What you need to do
In the material below, the lines to repeat exactly run from the one containing "Target: jeans" to the very last line, both included.

Exercise data
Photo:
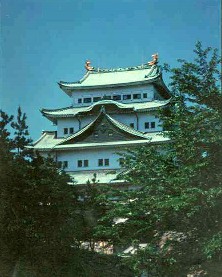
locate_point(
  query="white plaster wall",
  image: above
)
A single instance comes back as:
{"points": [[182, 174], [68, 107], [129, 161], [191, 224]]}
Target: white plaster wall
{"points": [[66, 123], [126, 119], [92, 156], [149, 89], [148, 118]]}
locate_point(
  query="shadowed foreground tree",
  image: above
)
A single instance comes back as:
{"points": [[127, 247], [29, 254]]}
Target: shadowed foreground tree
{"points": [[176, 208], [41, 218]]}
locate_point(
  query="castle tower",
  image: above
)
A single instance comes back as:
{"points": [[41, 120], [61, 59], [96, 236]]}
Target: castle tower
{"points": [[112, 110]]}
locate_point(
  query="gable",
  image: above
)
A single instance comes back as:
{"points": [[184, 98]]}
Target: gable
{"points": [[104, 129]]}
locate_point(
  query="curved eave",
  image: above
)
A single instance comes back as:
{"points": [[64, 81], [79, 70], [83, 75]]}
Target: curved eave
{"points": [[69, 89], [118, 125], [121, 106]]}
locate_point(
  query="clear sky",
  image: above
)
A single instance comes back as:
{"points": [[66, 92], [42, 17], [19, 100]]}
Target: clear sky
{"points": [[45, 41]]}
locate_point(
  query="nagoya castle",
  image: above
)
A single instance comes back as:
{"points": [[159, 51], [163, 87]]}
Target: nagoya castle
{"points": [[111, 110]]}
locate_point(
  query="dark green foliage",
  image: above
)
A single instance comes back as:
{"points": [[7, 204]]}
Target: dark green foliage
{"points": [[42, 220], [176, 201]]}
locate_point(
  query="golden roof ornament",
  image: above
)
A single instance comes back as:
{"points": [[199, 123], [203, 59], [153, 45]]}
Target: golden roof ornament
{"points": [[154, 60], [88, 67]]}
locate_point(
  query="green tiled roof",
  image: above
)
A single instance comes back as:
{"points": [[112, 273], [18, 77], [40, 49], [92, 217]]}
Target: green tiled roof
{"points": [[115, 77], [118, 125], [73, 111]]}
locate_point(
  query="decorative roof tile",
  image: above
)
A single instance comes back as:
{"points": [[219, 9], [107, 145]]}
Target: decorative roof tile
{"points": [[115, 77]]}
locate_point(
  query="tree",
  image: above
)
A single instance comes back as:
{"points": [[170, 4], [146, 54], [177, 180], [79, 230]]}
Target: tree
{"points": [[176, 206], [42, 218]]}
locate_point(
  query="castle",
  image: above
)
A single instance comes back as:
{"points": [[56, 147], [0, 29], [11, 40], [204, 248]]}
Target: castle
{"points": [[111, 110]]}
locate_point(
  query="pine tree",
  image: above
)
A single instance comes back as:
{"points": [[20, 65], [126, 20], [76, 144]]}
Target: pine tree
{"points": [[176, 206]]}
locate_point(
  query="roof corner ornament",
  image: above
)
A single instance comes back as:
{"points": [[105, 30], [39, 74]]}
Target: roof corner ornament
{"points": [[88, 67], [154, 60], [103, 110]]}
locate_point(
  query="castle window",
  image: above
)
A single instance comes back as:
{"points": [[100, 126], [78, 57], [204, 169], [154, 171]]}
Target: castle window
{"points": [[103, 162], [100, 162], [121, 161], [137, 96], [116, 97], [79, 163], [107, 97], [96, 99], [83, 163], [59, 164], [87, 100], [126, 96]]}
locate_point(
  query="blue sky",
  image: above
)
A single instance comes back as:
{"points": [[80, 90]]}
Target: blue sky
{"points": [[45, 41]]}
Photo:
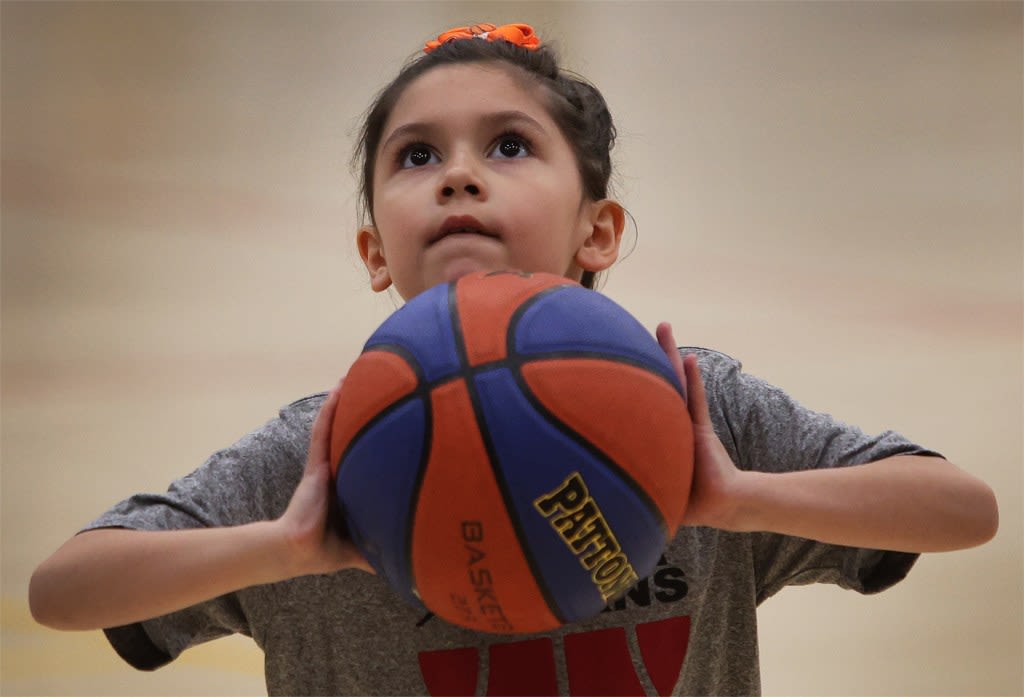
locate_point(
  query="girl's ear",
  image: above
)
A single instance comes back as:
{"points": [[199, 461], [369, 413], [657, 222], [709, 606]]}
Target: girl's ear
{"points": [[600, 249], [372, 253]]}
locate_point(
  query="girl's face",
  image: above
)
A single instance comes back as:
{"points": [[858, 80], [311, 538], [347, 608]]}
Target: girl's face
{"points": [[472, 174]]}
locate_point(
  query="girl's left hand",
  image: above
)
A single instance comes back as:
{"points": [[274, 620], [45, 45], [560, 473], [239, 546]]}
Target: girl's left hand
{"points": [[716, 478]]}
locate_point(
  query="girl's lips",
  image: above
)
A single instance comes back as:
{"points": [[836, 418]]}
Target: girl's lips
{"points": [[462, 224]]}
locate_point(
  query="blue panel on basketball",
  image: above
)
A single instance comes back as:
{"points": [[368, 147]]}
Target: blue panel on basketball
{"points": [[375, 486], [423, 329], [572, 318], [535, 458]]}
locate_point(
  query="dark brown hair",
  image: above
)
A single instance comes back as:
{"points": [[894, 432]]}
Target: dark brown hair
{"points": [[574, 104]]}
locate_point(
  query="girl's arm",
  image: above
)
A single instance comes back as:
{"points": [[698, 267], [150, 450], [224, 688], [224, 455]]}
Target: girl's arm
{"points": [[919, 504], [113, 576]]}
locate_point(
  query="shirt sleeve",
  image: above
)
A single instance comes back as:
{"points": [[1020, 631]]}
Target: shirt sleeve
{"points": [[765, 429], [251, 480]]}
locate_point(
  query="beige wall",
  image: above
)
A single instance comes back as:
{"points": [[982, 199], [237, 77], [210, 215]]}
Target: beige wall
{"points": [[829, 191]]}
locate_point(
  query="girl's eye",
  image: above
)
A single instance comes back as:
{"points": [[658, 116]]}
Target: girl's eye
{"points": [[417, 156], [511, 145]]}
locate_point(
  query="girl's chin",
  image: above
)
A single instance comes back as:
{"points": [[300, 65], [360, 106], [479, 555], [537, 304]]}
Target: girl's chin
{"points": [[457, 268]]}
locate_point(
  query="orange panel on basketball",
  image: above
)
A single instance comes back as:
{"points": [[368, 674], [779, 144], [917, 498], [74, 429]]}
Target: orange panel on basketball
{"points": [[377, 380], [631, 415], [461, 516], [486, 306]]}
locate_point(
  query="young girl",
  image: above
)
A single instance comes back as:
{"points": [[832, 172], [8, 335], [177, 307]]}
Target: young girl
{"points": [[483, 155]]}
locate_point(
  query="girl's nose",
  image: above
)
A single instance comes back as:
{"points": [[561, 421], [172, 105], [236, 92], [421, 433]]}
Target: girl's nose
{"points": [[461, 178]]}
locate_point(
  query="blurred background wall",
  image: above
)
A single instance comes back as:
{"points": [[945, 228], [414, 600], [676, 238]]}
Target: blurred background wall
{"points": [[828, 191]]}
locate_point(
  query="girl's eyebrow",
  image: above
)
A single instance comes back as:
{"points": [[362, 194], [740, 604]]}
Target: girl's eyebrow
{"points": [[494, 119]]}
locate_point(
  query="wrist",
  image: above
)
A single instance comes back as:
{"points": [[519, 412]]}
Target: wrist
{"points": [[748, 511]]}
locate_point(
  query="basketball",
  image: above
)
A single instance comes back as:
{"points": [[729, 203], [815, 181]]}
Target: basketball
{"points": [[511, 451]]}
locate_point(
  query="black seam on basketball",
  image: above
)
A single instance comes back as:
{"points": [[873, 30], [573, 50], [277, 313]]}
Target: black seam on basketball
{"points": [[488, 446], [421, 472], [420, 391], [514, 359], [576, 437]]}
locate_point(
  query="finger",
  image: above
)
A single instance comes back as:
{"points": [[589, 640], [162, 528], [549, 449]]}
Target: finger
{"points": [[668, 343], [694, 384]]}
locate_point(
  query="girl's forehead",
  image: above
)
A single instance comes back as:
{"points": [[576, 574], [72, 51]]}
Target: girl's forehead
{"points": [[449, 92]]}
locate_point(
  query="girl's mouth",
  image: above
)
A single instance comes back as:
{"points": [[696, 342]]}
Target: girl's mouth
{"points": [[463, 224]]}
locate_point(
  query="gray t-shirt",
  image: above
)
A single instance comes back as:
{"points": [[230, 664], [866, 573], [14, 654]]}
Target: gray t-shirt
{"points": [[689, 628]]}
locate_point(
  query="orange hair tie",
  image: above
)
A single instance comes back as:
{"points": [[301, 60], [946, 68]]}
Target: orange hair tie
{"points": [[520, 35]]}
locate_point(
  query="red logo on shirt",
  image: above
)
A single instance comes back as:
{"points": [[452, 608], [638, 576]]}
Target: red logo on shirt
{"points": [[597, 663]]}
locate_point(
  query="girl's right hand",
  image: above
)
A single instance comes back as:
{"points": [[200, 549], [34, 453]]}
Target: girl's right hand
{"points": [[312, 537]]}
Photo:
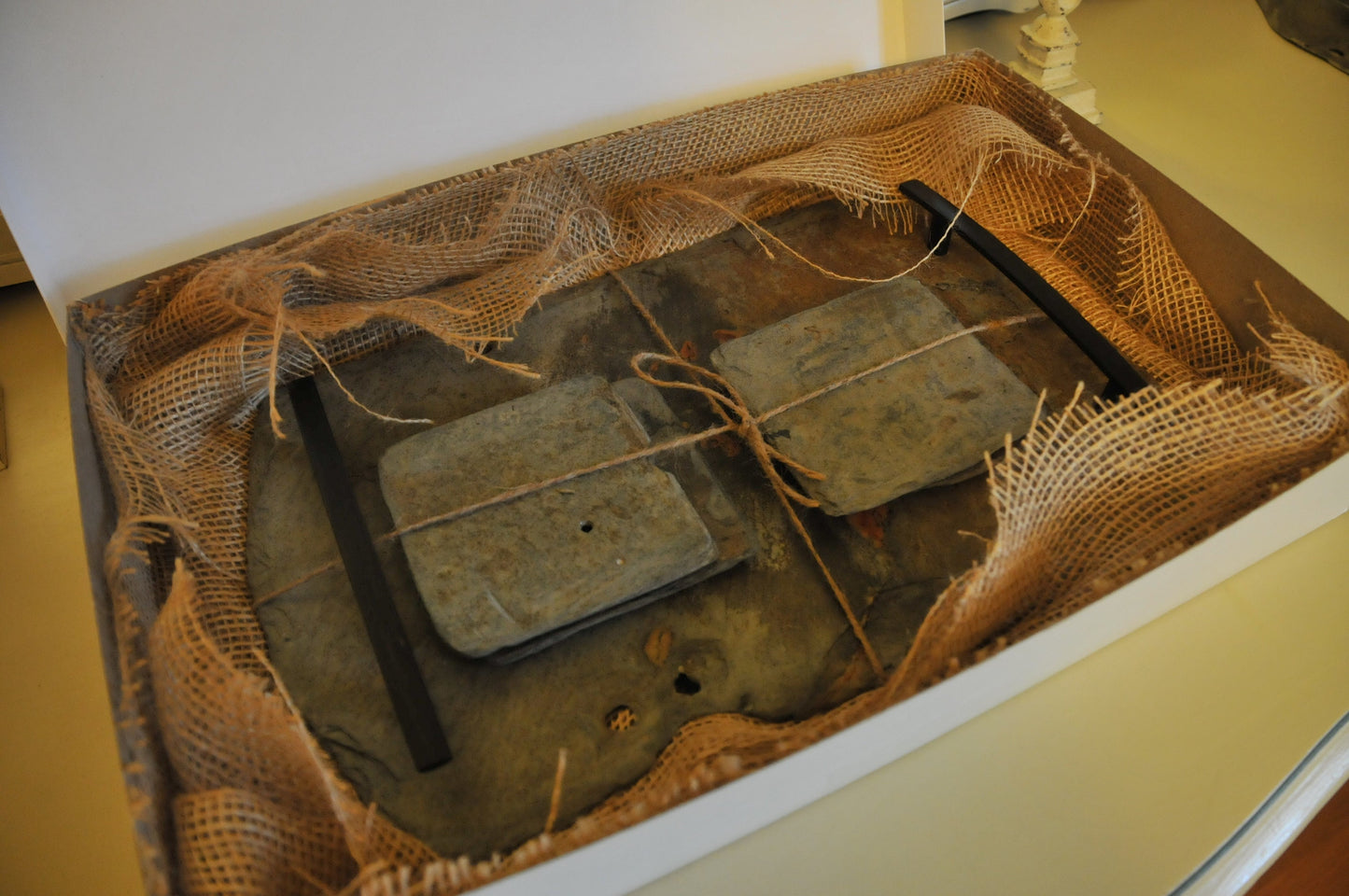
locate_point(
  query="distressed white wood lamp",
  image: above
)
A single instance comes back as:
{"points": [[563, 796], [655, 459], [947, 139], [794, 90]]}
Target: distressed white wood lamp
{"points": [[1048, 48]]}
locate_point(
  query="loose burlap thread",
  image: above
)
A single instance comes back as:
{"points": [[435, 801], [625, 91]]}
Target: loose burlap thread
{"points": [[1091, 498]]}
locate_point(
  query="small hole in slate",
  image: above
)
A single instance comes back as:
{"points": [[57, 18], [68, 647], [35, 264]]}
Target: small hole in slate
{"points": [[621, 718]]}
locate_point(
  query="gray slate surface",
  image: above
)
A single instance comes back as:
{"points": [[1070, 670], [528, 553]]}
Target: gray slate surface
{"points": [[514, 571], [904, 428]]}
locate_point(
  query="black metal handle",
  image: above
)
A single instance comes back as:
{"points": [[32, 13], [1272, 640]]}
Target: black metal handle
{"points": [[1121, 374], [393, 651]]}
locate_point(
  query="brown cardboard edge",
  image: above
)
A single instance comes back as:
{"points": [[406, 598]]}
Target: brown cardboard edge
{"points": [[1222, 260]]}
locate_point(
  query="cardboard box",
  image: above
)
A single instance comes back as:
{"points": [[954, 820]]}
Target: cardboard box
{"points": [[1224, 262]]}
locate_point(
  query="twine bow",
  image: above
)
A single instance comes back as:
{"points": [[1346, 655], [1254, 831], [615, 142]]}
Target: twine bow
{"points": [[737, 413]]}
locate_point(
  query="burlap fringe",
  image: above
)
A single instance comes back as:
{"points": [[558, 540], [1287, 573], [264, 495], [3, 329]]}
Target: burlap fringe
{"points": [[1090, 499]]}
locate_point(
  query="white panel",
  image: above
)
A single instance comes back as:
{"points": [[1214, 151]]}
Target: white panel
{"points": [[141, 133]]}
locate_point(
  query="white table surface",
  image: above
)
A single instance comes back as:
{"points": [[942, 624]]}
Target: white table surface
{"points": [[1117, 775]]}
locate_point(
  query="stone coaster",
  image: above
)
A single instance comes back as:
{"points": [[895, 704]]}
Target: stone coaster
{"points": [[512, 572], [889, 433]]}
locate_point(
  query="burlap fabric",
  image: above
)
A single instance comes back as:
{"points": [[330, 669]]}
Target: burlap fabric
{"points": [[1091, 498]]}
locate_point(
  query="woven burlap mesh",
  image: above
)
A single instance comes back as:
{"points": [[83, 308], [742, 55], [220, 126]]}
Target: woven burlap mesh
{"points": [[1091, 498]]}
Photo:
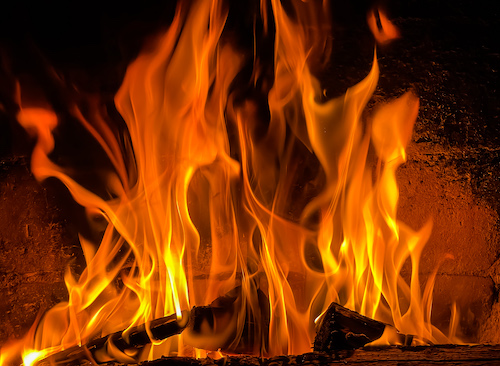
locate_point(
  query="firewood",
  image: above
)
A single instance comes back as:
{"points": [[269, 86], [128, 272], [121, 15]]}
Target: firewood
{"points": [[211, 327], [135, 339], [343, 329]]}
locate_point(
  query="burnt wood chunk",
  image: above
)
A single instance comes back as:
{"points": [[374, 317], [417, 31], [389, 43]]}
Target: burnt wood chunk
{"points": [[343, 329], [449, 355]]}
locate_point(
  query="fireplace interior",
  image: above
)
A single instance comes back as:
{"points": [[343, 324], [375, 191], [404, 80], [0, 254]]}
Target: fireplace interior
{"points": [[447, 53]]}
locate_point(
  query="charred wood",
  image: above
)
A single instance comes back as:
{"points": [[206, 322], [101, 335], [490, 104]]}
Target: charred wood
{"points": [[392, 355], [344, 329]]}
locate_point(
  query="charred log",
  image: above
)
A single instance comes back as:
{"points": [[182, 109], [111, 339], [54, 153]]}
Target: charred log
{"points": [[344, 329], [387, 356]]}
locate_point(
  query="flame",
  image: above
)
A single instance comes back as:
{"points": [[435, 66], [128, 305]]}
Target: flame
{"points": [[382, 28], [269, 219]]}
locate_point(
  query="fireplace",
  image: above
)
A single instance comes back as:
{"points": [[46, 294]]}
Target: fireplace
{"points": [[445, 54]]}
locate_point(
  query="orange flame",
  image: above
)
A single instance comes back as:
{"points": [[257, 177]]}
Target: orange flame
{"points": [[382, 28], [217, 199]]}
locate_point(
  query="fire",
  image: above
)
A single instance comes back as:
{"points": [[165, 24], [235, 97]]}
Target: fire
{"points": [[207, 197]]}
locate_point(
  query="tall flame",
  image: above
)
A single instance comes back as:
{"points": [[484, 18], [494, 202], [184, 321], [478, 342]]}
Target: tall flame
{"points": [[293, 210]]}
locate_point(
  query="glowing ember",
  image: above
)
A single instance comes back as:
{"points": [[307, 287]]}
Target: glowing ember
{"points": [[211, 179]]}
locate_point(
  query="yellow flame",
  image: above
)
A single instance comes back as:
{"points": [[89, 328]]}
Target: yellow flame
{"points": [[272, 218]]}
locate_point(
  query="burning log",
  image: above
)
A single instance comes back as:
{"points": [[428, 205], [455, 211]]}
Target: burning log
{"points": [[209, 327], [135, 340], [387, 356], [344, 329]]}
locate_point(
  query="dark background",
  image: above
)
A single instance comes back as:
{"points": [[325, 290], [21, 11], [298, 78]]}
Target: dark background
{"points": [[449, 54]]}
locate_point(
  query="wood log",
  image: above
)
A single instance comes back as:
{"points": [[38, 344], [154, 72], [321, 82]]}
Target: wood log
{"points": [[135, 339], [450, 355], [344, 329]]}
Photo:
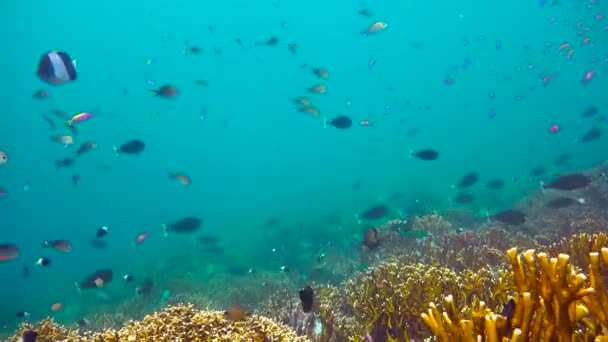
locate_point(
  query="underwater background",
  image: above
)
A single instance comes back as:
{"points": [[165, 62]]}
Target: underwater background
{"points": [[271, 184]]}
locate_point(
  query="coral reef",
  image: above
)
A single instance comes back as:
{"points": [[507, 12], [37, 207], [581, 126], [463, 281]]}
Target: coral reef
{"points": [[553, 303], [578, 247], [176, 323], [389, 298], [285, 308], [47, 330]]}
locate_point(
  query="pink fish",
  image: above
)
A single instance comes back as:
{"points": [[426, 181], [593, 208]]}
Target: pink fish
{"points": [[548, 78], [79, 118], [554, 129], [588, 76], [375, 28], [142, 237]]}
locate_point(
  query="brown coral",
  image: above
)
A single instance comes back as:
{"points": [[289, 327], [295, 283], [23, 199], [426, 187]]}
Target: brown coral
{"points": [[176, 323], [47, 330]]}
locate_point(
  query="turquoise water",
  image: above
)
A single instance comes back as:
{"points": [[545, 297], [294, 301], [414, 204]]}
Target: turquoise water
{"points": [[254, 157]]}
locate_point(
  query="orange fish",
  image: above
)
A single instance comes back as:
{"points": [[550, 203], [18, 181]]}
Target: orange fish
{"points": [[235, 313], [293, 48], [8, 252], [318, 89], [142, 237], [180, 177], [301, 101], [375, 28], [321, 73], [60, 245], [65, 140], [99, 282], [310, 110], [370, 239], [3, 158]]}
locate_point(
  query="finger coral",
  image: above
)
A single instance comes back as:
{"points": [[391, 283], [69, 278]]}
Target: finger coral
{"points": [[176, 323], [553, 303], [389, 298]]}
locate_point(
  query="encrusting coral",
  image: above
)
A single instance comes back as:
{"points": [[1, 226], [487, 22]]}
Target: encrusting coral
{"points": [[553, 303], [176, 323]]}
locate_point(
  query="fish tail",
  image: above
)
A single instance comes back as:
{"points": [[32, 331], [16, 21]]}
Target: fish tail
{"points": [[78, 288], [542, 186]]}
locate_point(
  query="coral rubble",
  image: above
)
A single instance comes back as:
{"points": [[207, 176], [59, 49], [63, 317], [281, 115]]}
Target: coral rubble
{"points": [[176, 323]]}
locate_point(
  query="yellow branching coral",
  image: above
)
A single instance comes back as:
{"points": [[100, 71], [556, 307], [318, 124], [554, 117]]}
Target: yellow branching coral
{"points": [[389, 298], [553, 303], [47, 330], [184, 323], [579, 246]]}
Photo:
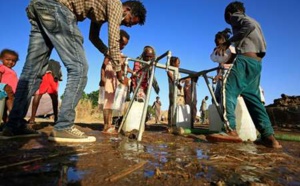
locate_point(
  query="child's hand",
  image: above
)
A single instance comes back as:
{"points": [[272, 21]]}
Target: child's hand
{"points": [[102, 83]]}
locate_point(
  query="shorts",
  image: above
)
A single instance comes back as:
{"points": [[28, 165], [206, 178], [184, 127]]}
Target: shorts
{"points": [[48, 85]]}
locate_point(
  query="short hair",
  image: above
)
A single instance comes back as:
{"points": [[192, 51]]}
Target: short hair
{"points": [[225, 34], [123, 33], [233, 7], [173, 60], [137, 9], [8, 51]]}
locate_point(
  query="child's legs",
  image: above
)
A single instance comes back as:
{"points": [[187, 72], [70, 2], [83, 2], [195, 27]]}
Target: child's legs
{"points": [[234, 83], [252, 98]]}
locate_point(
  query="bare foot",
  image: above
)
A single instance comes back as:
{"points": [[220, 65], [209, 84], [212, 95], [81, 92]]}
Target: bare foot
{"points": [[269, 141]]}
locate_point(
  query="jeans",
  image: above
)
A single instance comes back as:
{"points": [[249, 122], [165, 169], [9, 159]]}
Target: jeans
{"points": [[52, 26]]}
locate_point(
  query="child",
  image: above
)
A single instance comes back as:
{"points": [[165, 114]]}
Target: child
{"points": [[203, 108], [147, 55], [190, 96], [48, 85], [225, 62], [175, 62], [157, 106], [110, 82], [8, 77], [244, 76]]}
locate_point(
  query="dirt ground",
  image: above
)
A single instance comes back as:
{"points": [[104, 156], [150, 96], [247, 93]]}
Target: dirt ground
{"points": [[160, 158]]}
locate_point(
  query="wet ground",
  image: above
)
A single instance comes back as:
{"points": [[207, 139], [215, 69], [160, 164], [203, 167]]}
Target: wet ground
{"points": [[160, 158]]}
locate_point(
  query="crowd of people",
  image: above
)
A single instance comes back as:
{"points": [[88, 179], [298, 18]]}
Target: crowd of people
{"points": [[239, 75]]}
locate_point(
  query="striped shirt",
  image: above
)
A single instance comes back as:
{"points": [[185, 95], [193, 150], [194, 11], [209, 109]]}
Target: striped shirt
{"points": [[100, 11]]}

Finished task
Target: jeans
{"points": [[52, 26]]}
locate_point(
  query="child",
  image: above
)
A single instance comes back as:
{"points": [[165, 114]]}
Target: child
{"points": [[203, 108], [147, 55], [190, 96], [48, 85], [225, 62], [175, 62], [157, 106], [110, 82], [8, 77], [244, 76]]}
locate_point(
  query="dirt ground",
  image: above
)
A single instance comes back as:
{"points": [[104, 156], [150, 96], [247, 93]]}
Target: dirt ground
{"points": [[160, 158]]}
locate_point(
  query="wet ground",
  image: above
)
A single instance comes back as:
{"points": [[207, 139], [215, 69], [160, 164], [203, 167]]}
Target: wet ground
{"points": [[160, 158]]}
locate_point(
  query="crowd of people",
  image: above
)
A single instance comes back as:
{"points": [[88, 179], [298, 18]]}
Target: crowd of people
{"points": [[239, 75]]}
locate_point(
  query="striped shirt",
  image: above
)
A single instance comes back as:
{"points": [[185, 95], [193, 150], [194, 11], [209, 109]]}
Target: striped shirt
{"points": [[100, 11]]}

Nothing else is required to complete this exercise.